═══ SELECTED PASSAGE ═══

“I’m now becoming an on-wine business!” laughs Sir John Hegarty, co-founder of agency BBH and incubator The Garage, from his home in an uncharacteristically sunny London.
Many independent businesses have met Covid-19-induced lockdowns by pivoting to e-commerce and thinking about how they connect with people online for the first time, from corner shops jumping onto Deliveroo to personal trainers switching to Zoom sessions – and the Hegarty Chamans
vineyard is no different.
Last week, John sent out an email promoting the wine from the vineyard he owns with his wife Philippa, with the goal of building a community around the brand, called Club Chamans, which will keep people connected via a quarterly magazine that’s going to engage, inform and educate about wine (to get in on that, email john[at]hegartychamans.com).
“We just sent an email out to friends, families and colleagues and it’s been a fantastic response,” says John, who has been considering the business impact of the pandemic not just as an adman, but as a small business owner and producer. “This whole thing is going to accelerate the way business operates and the way we do much more online. We know that was a trend and nobody’s an oracle for saying that but I think the acceleration is going to be quite profound, especially if social distancing continues for some time… Developing an audience is going to be important for any brand.”

═══ RAW DATA ═══

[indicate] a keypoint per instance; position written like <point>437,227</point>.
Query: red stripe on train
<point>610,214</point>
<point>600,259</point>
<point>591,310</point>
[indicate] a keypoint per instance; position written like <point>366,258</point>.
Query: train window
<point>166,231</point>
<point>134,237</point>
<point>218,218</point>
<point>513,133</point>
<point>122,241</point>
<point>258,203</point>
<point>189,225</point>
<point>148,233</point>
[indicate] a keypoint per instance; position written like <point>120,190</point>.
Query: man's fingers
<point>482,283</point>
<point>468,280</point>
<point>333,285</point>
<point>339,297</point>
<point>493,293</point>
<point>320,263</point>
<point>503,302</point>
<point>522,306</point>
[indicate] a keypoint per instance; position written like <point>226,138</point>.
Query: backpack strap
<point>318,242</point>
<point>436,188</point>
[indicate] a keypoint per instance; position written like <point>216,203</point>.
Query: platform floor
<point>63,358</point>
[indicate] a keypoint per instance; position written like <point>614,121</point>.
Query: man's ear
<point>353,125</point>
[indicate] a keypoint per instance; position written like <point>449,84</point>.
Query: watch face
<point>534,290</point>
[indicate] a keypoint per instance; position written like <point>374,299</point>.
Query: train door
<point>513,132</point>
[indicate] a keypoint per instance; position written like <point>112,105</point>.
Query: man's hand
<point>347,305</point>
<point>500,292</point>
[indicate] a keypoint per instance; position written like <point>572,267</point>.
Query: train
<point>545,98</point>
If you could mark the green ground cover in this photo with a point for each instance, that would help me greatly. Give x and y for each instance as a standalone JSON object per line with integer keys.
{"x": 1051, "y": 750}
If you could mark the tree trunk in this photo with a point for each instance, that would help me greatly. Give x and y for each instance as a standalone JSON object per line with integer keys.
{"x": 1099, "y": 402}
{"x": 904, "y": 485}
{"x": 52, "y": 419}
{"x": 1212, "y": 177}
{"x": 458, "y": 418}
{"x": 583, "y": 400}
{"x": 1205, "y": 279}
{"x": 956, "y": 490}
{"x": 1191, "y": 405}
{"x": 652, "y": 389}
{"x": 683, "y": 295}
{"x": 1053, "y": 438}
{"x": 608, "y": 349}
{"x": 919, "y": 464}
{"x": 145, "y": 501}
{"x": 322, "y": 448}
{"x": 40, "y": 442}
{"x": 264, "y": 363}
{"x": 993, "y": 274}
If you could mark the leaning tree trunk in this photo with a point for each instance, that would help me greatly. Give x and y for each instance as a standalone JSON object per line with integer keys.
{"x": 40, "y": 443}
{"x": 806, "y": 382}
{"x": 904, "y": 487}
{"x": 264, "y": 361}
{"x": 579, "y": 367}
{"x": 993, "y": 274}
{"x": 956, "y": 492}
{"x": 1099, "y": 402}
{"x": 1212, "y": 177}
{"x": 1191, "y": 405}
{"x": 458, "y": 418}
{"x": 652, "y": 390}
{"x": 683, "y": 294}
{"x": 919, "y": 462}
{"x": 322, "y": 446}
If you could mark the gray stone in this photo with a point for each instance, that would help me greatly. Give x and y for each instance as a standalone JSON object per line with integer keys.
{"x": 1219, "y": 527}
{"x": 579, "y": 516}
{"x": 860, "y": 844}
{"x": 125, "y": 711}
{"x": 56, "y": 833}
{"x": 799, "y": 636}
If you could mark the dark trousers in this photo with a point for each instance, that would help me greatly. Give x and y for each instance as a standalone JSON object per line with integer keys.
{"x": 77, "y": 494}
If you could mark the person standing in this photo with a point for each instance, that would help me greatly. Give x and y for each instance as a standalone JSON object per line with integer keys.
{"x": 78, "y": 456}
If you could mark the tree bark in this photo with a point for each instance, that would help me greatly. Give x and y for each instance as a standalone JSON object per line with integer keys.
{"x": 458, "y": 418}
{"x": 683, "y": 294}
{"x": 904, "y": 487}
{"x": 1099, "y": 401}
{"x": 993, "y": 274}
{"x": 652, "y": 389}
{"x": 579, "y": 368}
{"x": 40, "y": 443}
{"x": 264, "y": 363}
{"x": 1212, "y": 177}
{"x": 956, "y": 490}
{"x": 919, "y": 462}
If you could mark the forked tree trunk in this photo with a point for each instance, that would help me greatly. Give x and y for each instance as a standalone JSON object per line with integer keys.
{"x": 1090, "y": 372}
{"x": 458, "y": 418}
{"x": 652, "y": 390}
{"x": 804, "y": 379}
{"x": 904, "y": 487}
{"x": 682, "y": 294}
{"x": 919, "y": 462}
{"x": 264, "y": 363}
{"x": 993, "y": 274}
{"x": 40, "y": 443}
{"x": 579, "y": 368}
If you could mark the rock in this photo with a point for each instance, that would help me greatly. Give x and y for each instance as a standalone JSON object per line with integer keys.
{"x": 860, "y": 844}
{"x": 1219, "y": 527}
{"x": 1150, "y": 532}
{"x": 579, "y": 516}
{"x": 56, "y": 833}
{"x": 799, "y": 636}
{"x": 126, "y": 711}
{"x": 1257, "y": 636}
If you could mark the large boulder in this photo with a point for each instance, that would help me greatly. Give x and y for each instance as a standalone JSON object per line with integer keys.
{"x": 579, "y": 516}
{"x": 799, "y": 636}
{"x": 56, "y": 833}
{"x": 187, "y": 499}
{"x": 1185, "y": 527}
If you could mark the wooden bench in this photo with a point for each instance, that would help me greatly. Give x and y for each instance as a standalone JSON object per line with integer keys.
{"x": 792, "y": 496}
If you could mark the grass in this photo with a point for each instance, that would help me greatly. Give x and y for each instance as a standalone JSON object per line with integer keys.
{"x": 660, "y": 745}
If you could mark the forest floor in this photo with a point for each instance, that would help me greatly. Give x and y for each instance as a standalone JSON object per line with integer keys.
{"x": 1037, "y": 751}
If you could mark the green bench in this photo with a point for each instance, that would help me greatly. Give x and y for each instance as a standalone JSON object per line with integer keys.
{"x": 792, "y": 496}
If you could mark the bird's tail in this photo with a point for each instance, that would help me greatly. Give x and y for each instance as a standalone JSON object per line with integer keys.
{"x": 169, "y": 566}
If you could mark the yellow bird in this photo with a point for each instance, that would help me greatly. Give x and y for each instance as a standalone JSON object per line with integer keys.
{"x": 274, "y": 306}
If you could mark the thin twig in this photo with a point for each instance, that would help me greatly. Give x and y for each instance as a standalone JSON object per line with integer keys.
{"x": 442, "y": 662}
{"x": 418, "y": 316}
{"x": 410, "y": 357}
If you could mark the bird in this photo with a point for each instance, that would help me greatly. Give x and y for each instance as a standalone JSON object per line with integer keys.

═══

**EXERCISE DESCRIPTION**
Please give the article again from "Many independent businesses" up to and including "that, email john[at]hegartychamans.com).", substituting "winery" for every "vineyard".

**EXERCISE OUTPUT**
Many independent businesses have met Covid-19-induced lockdowns by pivoting to e-commerce and thinking about how they connect with people online for the first time, from corner shops jumping onto Deliveroo to personal trainers switching to Zoom sessions – and the Hegarty Chamans
winery is no different.
Last week, John sent out an email promoting the wine from the winery he owns with his wife Philippa, with the goal of building a community around the brand, called Club Chamans, which will keep people connected via a quarterly magazine that’s going to engage, inform and educate about wine (to get in on that, email john[at]hegartychamans.com).